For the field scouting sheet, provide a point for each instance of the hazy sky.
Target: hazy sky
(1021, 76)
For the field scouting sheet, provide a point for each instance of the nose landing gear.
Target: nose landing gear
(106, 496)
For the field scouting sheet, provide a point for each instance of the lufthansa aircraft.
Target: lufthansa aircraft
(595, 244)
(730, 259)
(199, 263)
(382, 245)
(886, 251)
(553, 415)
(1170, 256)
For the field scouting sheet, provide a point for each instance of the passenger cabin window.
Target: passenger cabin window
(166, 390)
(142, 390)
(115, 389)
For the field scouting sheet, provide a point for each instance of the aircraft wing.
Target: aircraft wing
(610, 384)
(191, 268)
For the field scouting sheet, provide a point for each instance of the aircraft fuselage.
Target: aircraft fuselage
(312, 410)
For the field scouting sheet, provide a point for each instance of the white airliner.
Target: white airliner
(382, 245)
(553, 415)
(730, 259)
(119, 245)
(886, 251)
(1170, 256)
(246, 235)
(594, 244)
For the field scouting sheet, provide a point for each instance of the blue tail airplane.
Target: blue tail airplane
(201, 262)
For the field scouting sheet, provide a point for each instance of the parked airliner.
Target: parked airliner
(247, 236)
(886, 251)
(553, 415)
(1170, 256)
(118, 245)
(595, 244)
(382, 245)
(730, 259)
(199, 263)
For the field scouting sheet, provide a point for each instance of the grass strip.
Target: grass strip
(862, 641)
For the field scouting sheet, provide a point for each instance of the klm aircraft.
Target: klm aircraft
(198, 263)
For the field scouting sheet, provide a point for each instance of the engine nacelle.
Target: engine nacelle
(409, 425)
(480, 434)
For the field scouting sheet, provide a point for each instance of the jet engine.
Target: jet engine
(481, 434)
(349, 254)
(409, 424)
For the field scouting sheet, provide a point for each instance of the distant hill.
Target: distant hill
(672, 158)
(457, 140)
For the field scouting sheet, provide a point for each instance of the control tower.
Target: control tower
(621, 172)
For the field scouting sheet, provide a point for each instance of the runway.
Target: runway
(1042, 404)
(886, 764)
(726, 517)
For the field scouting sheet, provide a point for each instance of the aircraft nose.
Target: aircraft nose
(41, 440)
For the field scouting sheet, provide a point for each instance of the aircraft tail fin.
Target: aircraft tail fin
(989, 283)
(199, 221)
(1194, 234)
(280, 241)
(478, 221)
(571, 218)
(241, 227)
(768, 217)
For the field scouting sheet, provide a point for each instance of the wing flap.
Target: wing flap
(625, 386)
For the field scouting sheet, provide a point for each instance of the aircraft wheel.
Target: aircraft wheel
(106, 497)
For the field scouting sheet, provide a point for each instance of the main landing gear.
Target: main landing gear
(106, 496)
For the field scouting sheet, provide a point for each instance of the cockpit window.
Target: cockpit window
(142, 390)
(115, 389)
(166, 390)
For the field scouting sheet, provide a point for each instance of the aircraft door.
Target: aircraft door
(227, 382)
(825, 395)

Problem to solve → The response must restate every entry word for word.

Exercise output →
For the field scouting sheet, provide a point for each instance of the hazy sky.
Target: hazy sky
(1021, 76)
For the field scouting sheet, provide a point for each instance of the nose landing gear.
Target: nose landing gear
(106, 496)
For the field scouting sheet, provide a point for each instance of the lufthansa aircraft.
Target: lufthansa aircraft
(595, 244)
(730, 259)
(199, 263)
(382, 245)
(886, 251)
(553, 415)
(1170, 256)
For the field scouting sheet, provide a point for each instance of the passenger cabin window.
Target: passenger cabin window
(166, 390)
(142, 390)
(115, 389)
For the field scouting sheet, provide a point for each instance of the aircraft wing.
Target: aircraft wing
(610, 384)
(191, 268)
For the field scouting sheet, provide a point for each instance of the aircraft fuselage.
Target: aircraft fuselage
(312, 410)
For the field scouting sheet, provide a point for each instance of the white airliner.
Target: white airliner
(382, 245)
(553, 415)
(730, 259)
(119, 245)
(886, 251)
(1170, 256)
(246, 235)
(594, 244)
For the field scouting sheet, provide a point for each instance of the blue tail airplane.
Target: blue tail airplane
(201, 262)
For the field scouting sheet, provide a point for each instance of the parked airliner.
Target: parked airliner
(247, 236)
(886, 251)
(553, 415)
(1170, 256)
(118, 245)
(595, 244)
(382, 245)
(730, 259)
(199, 263)
For the field scouting sheet, provide a point for each instance of the grass strip.
Target: grass strip
(862, 641)
For the field scouting sheet, provide a point for each instance of the klm aircraft.
Target: klm aircraft
(198, 263)
For the field scouting sheet, provide a point for each instance of the engine nacelle.
Target: engine nacelle
(409, 425)
(480, 434)
For the field scouting sheet, provide a point for each instance of the jet engine.
Target: jet engine
(481, 434)
(349, 254)
(409, 424)
For the field scouting sheet, provide a point for each instance of the distant hill.
Target: distant hill
(672, 158)
(457, 140)
For the field scouting sheet, provide a point for each instance of the control tower.
Target: control tower
(621, 172)
For the field scouting sheet, provide a point for each instance of the runway.
Target: runway
(1042, 404)
(886, 764)
(726, 517)
For the field scouting sheet, provide a point for each instance of the aircraft nose.
Target: aircraft nose
(41, 440)
For the field scouting sheet, provide a point for each instance of the aircraft tail fin.
Target: aircraft tail fin
(989, 283)
(199, 221)
(1194, 234)
(280, 241)
(478, 221)
(571, 218)
(241, 227)
(768, 217)
For the field scouting sheet, provide a point for each instance of the wing flap.
Target: wing flap
(625, 386)
For the field scouting sheet, provide a point for each instance of the aircraft wheel.
Target: aircraft wheel
(106, 497)
For the field scouting sheet, provide a point for each instance of the main landing gear.
Target: main landing gear
(106, 496)
For the field scouting sheet, provide a point for each instance of the cockpit window.
Target: cockpit window
(142, 390)
(115, 389)
(166, 390)
For the field scouting sheet, provide a point for each instance of the aircraft door.
Target: aircraft door
(227, 382)
(825, 395)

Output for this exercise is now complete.